● **SHORT PROBLEM**:
Extract every line of the rows below that contains the string "shirt", and copy each such line in full.

● **MATERIAL PROVIDED**:
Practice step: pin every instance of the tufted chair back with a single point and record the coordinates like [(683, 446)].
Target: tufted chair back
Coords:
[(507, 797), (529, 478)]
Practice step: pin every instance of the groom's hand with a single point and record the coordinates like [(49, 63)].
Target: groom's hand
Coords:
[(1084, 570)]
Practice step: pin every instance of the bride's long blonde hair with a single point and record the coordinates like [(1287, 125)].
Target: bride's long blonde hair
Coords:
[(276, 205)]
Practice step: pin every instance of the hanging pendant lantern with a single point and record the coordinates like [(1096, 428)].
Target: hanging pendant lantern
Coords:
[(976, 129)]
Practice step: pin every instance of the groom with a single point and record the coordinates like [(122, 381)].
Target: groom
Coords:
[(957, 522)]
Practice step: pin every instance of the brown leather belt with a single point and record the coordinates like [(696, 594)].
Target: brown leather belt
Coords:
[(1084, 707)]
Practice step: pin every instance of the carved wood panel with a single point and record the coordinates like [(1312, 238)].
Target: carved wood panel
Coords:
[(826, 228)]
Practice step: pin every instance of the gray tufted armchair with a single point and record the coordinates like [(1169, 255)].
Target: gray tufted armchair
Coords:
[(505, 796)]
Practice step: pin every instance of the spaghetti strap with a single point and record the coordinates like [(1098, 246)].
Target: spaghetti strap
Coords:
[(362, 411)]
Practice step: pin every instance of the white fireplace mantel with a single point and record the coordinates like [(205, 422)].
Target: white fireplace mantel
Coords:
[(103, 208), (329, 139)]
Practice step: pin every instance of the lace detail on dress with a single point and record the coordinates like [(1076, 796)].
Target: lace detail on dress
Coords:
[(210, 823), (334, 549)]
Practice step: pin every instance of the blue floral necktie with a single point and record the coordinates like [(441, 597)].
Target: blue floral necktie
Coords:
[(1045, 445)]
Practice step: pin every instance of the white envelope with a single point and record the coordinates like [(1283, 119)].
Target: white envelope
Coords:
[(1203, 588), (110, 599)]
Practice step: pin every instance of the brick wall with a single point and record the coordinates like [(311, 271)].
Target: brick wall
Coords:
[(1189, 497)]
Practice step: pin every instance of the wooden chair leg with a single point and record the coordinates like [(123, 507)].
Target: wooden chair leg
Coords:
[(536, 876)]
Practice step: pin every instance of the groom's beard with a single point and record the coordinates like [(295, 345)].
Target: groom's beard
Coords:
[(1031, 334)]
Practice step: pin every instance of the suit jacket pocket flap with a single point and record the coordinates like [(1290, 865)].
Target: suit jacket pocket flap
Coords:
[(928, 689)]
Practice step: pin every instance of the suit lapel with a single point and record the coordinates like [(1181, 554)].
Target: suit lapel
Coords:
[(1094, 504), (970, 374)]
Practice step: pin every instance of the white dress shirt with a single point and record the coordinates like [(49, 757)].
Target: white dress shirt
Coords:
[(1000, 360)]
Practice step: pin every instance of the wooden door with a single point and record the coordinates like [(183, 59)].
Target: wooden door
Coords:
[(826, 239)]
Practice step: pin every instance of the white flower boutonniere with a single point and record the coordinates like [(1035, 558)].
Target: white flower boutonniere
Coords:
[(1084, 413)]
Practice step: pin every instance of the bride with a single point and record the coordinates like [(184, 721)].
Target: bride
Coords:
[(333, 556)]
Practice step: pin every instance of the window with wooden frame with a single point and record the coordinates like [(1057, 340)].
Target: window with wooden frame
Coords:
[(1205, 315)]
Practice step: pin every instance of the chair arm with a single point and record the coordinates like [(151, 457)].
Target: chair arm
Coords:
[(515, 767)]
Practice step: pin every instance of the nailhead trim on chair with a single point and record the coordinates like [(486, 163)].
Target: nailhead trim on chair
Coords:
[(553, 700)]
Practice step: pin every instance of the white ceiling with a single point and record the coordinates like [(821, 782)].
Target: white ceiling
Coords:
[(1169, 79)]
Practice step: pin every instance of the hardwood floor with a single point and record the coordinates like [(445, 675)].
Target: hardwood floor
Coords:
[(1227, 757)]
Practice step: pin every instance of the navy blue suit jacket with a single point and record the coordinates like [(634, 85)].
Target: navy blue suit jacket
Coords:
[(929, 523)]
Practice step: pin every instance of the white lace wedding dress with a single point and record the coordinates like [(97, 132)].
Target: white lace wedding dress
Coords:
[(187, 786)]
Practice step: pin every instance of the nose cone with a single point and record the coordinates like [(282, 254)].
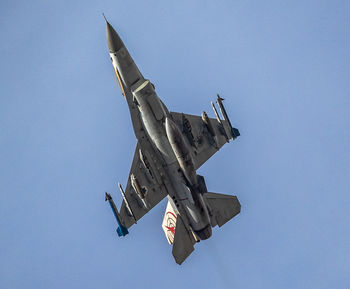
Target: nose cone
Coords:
[(113, 40)]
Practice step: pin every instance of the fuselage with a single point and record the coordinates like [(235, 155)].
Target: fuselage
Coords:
[(163, 133)]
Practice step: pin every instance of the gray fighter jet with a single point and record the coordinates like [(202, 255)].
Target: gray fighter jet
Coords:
[(171, 146)]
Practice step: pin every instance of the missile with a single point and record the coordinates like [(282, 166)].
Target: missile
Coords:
[(208, 124), (126, 202), (216, 112), (233, 131), (121, 230)]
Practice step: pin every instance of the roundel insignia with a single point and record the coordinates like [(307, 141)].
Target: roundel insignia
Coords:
[(170, 219)]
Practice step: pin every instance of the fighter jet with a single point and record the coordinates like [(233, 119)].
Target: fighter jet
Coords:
[(170, 148)]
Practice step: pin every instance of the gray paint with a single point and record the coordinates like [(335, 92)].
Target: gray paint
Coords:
[(170, 148)]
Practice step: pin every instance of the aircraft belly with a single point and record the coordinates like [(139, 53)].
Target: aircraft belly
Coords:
[(184, 201)]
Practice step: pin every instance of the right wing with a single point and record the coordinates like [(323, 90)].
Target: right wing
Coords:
[(144, 189)]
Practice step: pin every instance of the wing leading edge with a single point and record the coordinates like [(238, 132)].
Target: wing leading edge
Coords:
[(143, 190), (206, 135)]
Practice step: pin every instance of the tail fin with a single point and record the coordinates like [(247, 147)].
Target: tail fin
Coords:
[(222, 208)]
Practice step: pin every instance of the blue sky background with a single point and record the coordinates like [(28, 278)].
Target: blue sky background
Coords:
[(66, 138)]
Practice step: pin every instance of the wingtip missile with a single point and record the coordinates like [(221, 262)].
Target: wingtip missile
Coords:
[(121, 230)]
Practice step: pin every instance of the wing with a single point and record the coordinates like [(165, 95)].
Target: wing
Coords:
[(204, 138), (143, 190)]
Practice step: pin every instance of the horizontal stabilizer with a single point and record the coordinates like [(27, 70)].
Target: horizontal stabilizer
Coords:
[(183, 242), (222, 208)]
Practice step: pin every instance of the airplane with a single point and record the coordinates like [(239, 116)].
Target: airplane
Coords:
[(170, 148)]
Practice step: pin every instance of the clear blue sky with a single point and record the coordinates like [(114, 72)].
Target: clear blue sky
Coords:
[(66, 138)]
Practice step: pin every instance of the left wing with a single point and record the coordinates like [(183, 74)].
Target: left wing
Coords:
[(205, 135), (143, 190)]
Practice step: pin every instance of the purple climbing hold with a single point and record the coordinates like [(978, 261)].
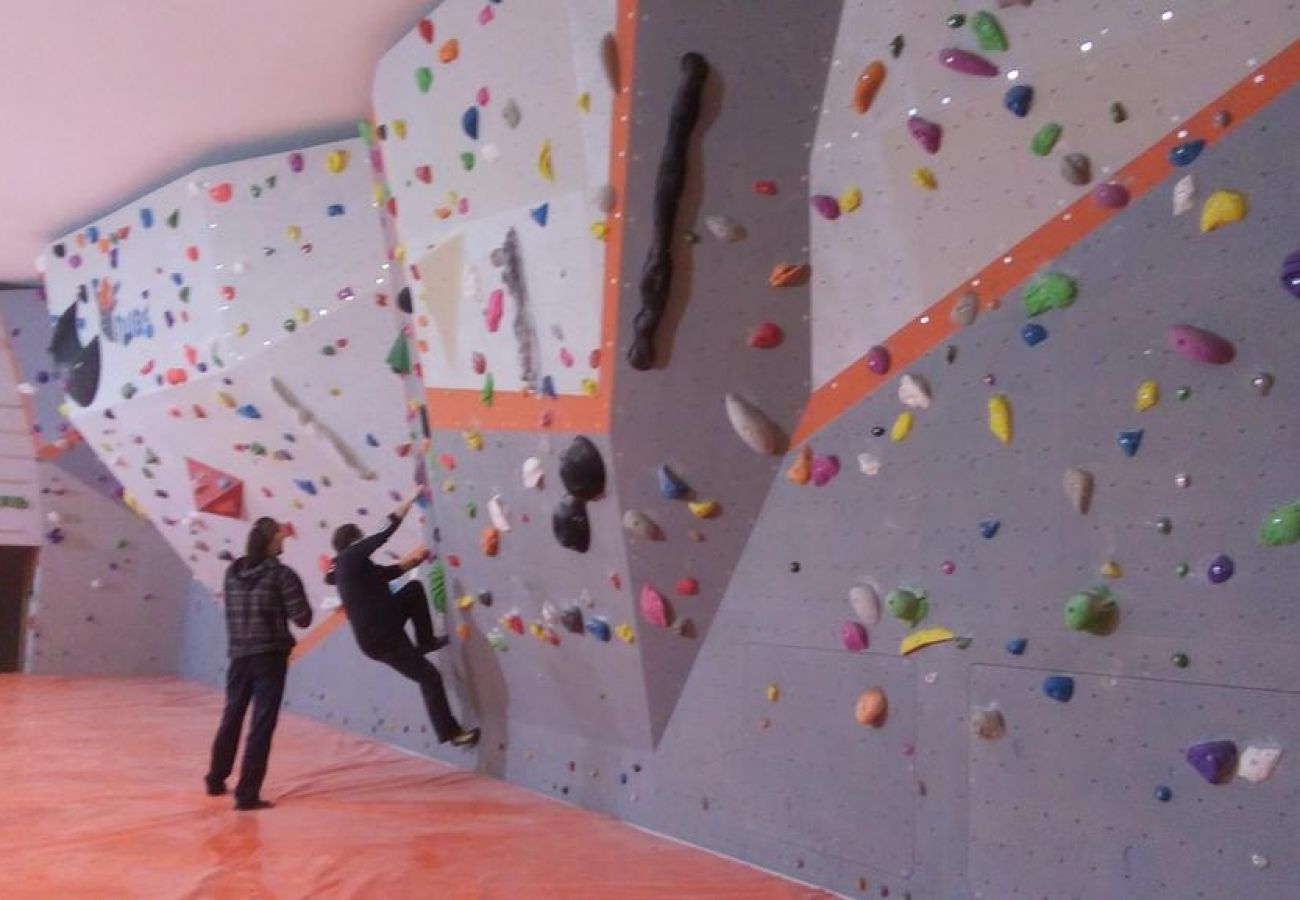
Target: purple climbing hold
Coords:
[(1220, 570), (1214, 760), (1200, 345), (1291, 275), (926, 133), (966, 63), (878, 359)]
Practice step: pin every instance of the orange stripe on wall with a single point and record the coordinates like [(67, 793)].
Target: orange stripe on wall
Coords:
[(514, 410), (1139, 176)]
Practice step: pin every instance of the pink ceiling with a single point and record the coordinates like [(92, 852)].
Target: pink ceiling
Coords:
[(103, 100)]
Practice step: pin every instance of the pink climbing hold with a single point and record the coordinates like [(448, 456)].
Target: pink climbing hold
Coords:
[(1200, 345), (928, 134), (495, 310), (966, 63), (854, 636)]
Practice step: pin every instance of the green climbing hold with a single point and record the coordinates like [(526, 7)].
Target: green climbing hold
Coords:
[(438, 587), (1051, 290), (399, 357), (1282, 526), (1045, 138), (988, 31)]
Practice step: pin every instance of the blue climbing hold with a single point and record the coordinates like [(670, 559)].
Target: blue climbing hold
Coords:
[(469, 122), (1058, 687), (1129, 441), (1186, 154), (1034, 334), (1018, 100)]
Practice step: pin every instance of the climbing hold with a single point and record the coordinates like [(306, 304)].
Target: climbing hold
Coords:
[(1018, 100), (641, 524), (966, 63), (1077, 168), (865, 602), (902, 427), (1092, 610), (766, 336), (1200, 345), (914, 392), (724, 228), (1186, 152), (965, 310), (1034, 334), (1257, 764), (923, 637), (1222, 208), (926, 133), (1000, 418), (867, 86), (1214, 760), (571, 526), (1078, 488), (1044, 139), (1220, 570), (1129, 441), (1058, 687), (754, 428), (1281, 526), (853, 636), (671, 487), (1110, 195), (988, 33), (987, 722), (878, 359), (1051, 290), (908, 605), (583, 470), (1148, 394)]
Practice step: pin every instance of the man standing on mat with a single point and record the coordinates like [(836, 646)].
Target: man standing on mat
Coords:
[(378, 618), (261, 596)]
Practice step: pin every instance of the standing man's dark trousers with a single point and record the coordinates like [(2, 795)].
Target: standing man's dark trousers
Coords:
[(259, 679)]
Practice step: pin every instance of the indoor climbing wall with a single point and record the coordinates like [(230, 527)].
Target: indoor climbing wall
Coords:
[(278, 392)]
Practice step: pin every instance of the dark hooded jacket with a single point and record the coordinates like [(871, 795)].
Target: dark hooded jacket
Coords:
[(261, 598)]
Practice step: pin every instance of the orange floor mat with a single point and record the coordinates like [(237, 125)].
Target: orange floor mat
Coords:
[(103, 797)]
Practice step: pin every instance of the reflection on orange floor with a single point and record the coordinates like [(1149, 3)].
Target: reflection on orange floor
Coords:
[(103, 797)]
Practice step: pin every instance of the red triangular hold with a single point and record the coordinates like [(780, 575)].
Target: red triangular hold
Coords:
[(215, 490)]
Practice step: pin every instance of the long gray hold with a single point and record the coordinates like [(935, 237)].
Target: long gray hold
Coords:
[(525, 333), (657, 272)]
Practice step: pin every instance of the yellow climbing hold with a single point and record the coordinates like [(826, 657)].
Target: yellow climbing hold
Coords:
[(902, 427), (924, 637), (544, 161), (1222, 208), (336, 160), (1148, 396), (1000, 418)]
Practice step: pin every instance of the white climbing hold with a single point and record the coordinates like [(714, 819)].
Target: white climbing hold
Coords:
[(754, 428), (1257, 764), (865, 601), (914, 392)]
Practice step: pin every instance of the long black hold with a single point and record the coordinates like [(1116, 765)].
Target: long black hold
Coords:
[(657, 272)]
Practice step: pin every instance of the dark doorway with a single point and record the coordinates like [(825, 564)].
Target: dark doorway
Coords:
[(17, 567)]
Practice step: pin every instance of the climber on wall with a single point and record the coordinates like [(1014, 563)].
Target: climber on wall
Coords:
[(378, 617), (261, 596)]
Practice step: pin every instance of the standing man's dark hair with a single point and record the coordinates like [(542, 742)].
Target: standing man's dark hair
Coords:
[(261, 597), (378, 618)]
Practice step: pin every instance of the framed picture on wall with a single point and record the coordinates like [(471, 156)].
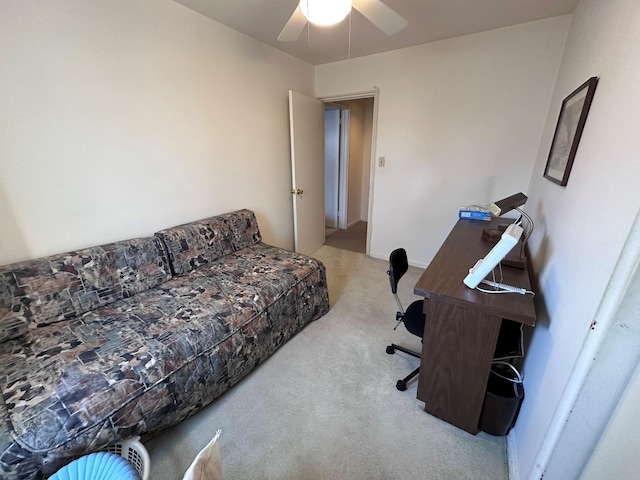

● **ANSWER BELOW**:
Practice step: pin every instance of the white dress shirt with a single point and record the coordinates like [(49, 757)].
Target: white dress shirt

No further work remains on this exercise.